Text passage:
::::::::::
Title: Causes and Consequences of Public Subsidies in Higher Education: Evidence from Community College Districts
Center: NCER Year: 2010
Principal Investigator: McFarlin Jr., Isaac Awardee: University of Michigan
Program: Postsecondary and Adult Education      [Program Details]
Award Period: 4 years Award Amount: $2,573,484
Type: Efficacy and Replication Award Number: R305A100369
Description:

Purpose: Governments spend a great deal of money on across-the-board subsidies to promote college access. Despite the expensive nature of this intervention, little is known about its impact on academic outcomes and labor market success. This project is the first comprehensive study of a state system of community college taxing districts (i.e., districts that have a property tax designed to help fund community college education) on individual economic and societal well-being. It is designed to answer questions about the effects of community college tuition subsidies on college access, educational attainment and labor market outcomes. Answers to these questions will include students at different levels of ability, with different tuition costs based on whether they reside within the college-district boundary or not, and those from different racial/ethnic and socioeconomic backgrounds.

Project Activities: Effects of community college tuition subsidies on college access and attainment will be analyzed using data from the Texas Schools Microdata Panel, the U.S. Decennial Census, and newly collected data for a subset of school districts whose catchment areas significantly overlap college taxing district boundaries. The Texas Schools Microdata Panel allows for tracking students from K-12 schools through college and into the labor market. Identification of a group of similar students who live outside of college-district boundaries, and who therefore pay higher tuition, provides a comparison condition.

Products: Products include published reports on the long-term effects of community college tuition subsidies on college access and success. Reports will also include results on how receiving education from community colleges may affect individual long-run labor market performance.

Structured Abstract

Setting: The study will take place using data from 67 public community colleges within 50 college taxing districts throughout the state of Texas.

Population: Participants include over 2 million students who graduated from Texas high schools between 1991 and 2002.

Intervention: This project will examine the availability of tuition subsidies for local community colleges in relation to community college taxing district residency requirements. A comparison condition will be constructed by identifying non-residents who live on opposite, adjacent sides of college-district boundaries and therefore face greater community college costs.
::::::::::
Exercises:
a - Count the lines in the records that contain the string "green", treating case as significant, and give only the number.
b - Proceed with the community college subsidy abstract, picking up after its final sentence.
The community college subsidy abstract and the records come from unrelated sources.
::::::::::
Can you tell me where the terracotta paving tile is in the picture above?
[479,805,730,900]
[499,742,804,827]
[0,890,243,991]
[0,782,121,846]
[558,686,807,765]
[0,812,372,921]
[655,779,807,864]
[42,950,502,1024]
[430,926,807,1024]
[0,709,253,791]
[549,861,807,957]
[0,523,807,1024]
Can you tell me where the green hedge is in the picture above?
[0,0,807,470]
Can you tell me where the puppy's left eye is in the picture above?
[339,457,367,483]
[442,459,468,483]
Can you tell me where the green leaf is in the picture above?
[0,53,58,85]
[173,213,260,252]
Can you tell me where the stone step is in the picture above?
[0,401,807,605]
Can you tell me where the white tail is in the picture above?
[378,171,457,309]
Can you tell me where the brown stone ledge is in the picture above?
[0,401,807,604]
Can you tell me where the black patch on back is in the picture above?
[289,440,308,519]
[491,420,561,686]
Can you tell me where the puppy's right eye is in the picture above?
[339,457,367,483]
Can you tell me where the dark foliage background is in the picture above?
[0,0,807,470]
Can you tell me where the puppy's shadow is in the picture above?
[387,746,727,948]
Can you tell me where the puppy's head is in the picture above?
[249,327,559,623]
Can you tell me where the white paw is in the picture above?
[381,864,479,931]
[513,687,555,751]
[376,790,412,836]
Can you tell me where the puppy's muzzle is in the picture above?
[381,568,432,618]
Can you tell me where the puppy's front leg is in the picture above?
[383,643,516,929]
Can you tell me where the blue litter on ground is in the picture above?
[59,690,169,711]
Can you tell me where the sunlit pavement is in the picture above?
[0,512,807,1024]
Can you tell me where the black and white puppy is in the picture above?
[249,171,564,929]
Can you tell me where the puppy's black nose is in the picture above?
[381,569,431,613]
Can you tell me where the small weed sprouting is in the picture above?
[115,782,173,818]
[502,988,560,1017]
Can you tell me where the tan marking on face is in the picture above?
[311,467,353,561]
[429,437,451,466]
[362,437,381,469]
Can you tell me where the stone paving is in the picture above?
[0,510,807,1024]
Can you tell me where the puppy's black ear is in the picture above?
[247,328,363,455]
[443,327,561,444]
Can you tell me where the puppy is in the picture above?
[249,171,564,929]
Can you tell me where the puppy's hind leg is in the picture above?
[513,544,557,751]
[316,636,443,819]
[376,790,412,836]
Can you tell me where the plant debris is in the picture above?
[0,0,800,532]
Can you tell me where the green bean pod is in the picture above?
::::::::::
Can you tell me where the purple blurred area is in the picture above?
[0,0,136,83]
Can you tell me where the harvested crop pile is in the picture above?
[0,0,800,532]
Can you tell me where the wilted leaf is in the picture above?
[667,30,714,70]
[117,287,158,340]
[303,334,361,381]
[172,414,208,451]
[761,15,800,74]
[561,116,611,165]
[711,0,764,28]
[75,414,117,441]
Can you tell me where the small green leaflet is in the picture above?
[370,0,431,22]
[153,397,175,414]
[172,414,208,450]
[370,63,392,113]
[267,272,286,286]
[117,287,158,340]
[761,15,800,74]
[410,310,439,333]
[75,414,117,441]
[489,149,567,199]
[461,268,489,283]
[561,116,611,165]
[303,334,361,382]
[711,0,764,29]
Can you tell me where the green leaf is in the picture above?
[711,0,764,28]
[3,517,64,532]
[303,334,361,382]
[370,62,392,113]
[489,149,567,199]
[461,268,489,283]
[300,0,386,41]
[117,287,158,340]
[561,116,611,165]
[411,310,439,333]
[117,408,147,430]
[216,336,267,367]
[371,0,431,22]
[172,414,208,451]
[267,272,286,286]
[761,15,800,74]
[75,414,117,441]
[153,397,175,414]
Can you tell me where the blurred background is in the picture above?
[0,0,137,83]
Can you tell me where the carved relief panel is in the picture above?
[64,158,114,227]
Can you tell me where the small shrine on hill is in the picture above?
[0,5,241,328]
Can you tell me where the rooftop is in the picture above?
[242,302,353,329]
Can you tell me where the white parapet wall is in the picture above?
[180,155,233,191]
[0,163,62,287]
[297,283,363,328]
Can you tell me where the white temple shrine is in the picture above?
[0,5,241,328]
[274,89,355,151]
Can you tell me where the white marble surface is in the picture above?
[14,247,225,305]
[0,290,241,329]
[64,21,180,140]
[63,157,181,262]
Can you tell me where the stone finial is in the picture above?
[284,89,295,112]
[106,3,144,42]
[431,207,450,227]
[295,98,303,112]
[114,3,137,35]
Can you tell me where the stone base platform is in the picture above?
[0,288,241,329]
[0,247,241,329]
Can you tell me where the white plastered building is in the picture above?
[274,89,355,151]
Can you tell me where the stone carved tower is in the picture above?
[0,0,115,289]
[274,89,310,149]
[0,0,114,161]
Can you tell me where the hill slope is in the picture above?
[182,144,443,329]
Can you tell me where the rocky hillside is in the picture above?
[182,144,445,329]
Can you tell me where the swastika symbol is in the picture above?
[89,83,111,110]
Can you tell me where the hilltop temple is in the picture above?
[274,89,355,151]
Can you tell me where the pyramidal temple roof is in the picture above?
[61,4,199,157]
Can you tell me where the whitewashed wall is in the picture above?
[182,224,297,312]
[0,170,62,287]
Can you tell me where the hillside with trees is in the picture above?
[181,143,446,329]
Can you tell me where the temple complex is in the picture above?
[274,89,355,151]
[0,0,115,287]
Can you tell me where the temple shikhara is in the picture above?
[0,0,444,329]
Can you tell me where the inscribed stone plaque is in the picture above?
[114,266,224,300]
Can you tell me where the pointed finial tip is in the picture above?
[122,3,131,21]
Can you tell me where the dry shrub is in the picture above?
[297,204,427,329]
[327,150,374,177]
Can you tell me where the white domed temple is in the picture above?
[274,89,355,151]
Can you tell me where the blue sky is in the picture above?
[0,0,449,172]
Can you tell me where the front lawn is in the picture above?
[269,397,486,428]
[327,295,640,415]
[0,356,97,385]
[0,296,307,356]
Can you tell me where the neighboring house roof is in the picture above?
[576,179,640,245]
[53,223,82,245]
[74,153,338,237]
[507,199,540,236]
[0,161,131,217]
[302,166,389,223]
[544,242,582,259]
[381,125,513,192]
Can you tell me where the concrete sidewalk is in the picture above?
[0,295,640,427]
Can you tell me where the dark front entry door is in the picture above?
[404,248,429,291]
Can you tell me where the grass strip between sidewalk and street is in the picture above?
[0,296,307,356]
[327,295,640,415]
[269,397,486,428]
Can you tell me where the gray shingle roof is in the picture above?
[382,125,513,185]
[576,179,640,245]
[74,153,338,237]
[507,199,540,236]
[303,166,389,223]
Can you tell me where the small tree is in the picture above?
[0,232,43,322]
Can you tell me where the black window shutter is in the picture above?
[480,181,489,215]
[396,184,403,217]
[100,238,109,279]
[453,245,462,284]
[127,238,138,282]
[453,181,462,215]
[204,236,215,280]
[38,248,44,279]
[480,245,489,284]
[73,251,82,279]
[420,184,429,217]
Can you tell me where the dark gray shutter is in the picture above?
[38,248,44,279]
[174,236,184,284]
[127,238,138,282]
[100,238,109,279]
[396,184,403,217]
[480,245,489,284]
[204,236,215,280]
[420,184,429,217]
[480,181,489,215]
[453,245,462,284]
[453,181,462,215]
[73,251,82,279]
::::::::::
Exercise results:
a - 5

b -
Research Design and Methods: This project uses a "natural experiment" using the sharp spatial variation in tuition costs associated with community college taxing district residency to isolate the impact of subsidies on student outcomes. The study will use instrumental variables and regression discontinuity methods to examine how tuition subsidies for community colleges influence student outcomes. Researchers will conduct extensive analyses to determine whether there are biases resulting from individuals sorting into regions based on preferences for community colleges. Also, because community colleges are sometimes perceived as maintaining lower "college quality," the potential for perverse effects of lowering overall education attainment is investigated. Given the large sample and existing evidence showing that college-district residency exerts meaningful, precisely-estimated impacts on academic outcomes in college, college-district residency will be used as an instrumental variable to isolate the effect of attending community college on labor market success.

Researchers will also use two other research designs to examine the effect of college taxing district subsidies. The second research design uses a subsample of school districts where exact residential location and school catchment areas include areas inside and outside of taxing districts. This will enable a regression discontinuity analysis that compares students on either side of the taxing district boundary. Researchers will also exploit changes in taxing district boundaries over time to identify the effects of receiving subsidized tuition.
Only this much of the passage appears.